* [TASK]
Show every line in the records below that contains the word "suit", copying each one in full.

**** RECORDS SUPPLIED ****

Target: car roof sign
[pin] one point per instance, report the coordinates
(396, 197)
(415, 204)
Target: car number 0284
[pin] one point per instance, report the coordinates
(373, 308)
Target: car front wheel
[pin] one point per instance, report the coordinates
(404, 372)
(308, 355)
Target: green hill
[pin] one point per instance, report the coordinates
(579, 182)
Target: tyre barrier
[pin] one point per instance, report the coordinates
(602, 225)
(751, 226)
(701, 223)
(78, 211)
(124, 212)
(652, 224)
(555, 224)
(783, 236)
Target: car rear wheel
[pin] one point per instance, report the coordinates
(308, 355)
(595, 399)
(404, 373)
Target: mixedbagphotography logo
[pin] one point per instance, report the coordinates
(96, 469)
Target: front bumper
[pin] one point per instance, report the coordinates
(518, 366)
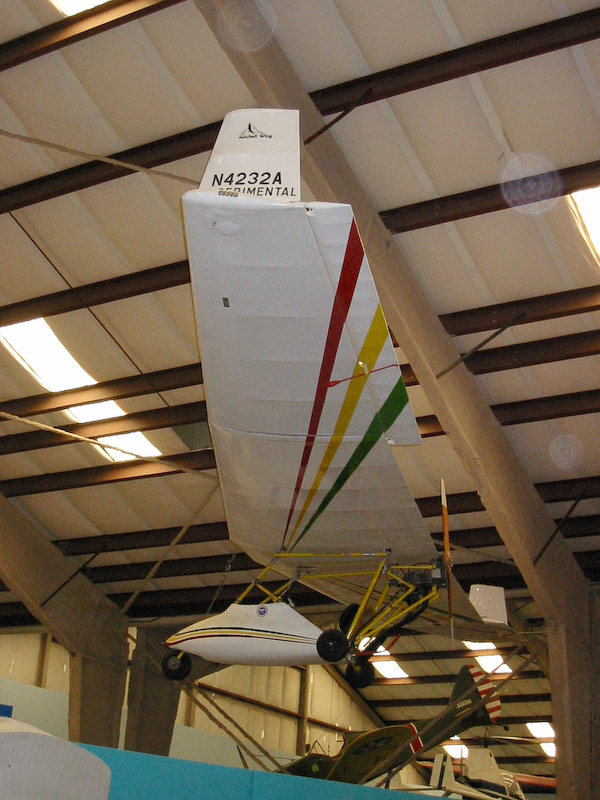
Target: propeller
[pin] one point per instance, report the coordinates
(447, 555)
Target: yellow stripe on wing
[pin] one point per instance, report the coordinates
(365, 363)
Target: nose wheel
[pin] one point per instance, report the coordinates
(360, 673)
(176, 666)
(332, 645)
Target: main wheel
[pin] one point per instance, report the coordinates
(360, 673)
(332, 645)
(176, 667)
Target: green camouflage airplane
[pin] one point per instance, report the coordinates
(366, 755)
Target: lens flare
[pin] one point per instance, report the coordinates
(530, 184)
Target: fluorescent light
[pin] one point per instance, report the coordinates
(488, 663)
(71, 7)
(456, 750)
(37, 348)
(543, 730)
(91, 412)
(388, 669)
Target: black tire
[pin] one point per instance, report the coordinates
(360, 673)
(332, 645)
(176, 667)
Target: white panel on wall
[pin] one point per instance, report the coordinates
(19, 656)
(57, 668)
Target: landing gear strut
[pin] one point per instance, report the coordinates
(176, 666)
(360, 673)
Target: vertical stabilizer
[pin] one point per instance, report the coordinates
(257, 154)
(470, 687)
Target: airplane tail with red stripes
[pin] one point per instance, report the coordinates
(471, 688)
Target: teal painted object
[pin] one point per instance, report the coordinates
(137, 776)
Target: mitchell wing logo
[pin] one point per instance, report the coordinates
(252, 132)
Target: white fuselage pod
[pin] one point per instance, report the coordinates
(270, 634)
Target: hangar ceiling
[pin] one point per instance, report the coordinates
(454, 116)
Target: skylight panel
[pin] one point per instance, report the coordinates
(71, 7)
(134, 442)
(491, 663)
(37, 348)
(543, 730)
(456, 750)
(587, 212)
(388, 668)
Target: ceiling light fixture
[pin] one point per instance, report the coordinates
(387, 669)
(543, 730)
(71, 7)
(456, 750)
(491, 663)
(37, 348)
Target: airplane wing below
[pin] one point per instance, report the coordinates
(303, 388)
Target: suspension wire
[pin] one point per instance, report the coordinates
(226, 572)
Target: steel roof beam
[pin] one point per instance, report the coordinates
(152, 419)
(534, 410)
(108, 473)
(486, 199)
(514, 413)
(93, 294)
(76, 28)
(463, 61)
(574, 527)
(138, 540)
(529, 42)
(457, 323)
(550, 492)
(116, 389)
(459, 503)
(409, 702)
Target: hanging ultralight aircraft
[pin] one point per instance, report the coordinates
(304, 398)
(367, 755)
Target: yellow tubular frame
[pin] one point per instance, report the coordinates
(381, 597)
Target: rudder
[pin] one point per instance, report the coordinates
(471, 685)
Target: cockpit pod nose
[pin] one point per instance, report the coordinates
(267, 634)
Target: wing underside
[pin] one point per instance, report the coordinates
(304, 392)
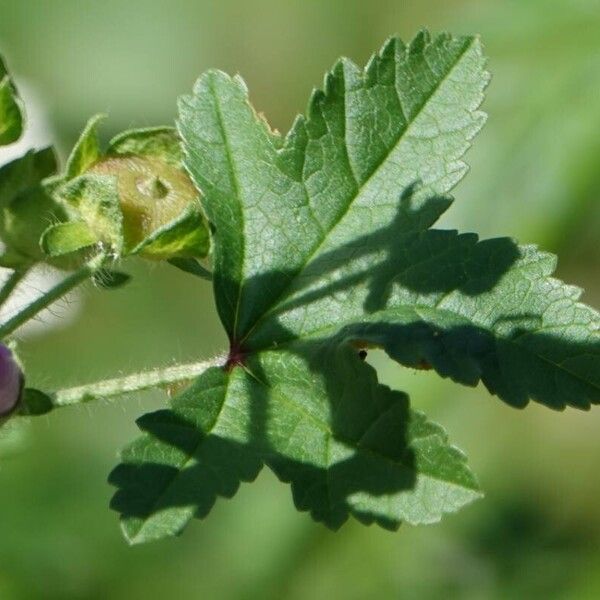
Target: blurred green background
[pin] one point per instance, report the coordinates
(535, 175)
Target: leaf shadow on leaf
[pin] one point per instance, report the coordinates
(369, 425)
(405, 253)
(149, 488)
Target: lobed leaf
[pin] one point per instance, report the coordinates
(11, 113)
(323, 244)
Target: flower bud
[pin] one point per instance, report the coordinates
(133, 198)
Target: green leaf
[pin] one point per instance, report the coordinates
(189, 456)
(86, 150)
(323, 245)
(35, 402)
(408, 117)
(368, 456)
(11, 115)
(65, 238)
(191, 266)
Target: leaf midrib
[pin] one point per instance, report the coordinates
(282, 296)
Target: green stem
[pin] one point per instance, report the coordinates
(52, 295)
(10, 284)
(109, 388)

****
**** RECORDS SUPPLIED ****

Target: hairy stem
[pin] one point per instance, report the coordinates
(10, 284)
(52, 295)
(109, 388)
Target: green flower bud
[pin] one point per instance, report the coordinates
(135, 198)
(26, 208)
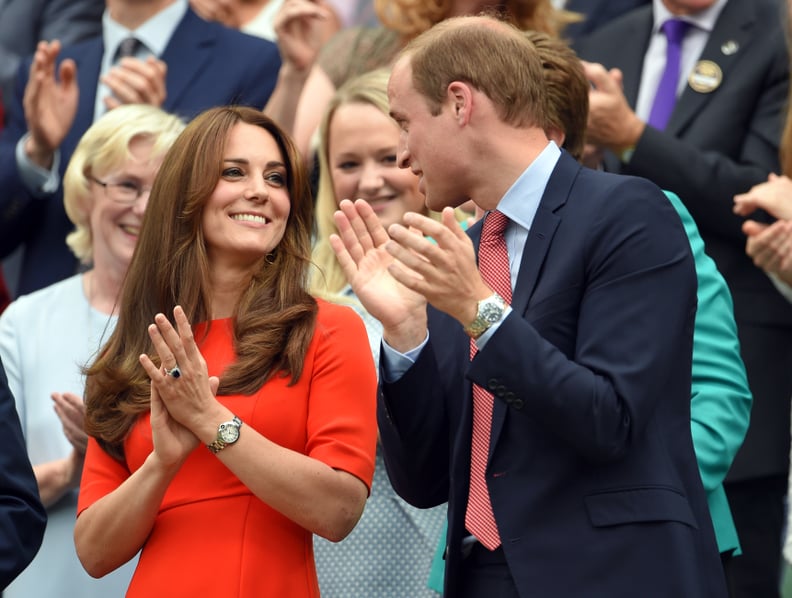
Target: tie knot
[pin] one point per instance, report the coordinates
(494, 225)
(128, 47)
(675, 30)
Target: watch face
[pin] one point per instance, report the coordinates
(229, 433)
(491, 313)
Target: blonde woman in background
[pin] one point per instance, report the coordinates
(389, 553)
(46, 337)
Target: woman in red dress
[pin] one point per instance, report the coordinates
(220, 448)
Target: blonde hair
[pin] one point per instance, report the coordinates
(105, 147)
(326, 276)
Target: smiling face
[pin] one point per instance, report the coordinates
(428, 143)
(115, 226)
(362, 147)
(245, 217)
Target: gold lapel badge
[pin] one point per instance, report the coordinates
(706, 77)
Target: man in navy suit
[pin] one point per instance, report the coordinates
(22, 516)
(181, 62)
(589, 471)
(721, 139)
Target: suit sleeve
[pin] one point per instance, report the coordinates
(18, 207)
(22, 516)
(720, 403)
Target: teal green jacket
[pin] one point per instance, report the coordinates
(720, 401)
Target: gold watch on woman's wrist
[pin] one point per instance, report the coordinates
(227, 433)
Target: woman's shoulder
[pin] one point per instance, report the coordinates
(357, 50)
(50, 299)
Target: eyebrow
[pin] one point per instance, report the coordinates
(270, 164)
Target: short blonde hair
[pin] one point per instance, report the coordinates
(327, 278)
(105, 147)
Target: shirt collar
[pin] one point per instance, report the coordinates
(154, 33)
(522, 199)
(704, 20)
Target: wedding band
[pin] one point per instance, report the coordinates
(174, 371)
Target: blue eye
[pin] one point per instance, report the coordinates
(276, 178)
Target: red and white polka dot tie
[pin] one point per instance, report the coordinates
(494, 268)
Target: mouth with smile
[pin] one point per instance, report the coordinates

****

* [ANSWER BELOW]
Target: man in navy suit
Target: suit sleeve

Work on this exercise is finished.